● **Task to carry out**
Please reproduce the entries below word for word, starting at the line that contains "compact shape [164,88]." and ending at the final line of the entries, both included.

● **Material provided**
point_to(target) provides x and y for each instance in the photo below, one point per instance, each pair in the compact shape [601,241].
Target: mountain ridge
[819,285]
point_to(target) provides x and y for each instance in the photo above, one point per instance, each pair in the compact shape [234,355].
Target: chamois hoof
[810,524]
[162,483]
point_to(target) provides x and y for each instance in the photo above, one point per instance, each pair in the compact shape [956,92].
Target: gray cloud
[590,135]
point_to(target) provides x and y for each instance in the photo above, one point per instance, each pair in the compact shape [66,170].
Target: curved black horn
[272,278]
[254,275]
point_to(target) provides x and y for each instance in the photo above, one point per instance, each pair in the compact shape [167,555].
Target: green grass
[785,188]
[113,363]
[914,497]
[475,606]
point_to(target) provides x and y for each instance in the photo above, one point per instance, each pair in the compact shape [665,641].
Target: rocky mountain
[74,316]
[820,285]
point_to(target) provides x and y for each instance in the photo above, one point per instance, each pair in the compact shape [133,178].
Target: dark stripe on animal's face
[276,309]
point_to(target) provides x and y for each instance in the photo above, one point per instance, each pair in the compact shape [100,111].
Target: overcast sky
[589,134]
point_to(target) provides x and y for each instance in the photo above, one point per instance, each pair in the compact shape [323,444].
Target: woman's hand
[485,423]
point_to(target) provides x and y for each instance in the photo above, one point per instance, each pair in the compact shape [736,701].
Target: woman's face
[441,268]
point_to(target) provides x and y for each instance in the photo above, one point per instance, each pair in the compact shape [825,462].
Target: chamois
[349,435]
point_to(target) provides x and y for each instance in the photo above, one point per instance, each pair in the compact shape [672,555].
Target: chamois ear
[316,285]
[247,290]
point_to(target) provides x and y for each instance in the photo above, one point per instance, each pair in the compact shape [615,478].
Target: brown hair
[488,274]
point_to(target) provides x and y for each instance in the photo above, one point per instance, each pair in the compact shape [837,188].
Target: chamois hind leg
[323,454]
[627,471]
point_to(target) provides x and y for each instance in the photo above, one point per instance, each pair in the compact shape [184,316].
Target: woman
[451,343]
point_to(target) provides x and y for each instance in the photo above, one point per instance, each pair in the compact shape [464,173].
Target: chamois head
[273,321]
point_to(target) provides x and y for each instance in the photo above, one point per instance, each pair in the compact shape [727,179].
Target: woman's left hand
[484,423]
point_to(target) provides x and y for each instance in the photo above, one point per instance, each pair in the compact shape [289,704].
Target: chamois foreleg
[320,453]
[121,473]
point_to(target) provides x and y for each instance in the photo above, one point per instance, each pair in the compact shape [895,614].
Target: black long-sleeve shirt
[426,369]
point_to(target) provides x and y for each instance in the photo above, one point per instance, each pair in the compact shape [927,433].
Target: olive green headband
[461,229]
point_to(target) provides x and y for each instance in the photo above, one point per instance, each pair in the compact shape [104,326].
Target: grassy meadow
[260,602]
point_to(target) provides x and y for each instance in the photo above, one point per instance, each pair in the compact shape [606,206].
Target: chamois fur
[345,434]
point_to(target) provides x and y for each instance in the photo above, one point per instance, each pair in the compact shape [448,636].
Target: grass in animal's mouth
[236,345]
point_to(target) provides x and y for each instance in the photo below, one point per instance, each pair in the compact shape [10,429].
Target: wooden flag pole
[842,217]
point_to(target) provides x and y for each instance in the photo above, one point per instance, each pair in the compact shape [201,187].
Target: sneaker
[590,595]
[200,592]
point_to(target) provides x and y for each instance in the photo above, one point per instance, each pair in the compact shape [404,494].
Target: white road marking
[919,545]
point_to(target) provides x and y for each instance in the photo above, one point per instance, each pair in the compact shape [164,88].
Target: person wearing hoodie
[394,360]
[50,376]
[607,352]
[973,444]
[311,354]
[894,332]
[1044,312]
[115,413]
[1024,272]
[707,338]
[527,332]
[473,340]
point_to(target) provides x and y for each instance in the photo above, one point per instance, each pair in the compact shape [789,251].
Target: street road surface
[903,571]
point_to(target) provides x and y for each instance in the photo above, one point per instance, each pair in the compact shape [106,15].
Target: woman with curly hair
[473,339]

● **Output of the task**
point_to(target) provides x and y for each instance in the photo above, one point per instance, each pair in the compact shape [164,88].
Target: person wearing hoodie
[394,360]
[50,376]
[607,352]
[973,444]
[311,354]
[894,332]
[1044,312]
[115,413]
[1024,272]
[707,338]
[527,332]
[473,340]
point_to(target) provides x and y for each instance in the photo above, one point per instance, each pair in the compact shape [789,251].
Target: street road surface
[903,571]
point_to(target) provides x and y for each instance in the photo above, one point per instance, each pair in the compact shape [106,15].
Target: woman with curly hair
[473,339]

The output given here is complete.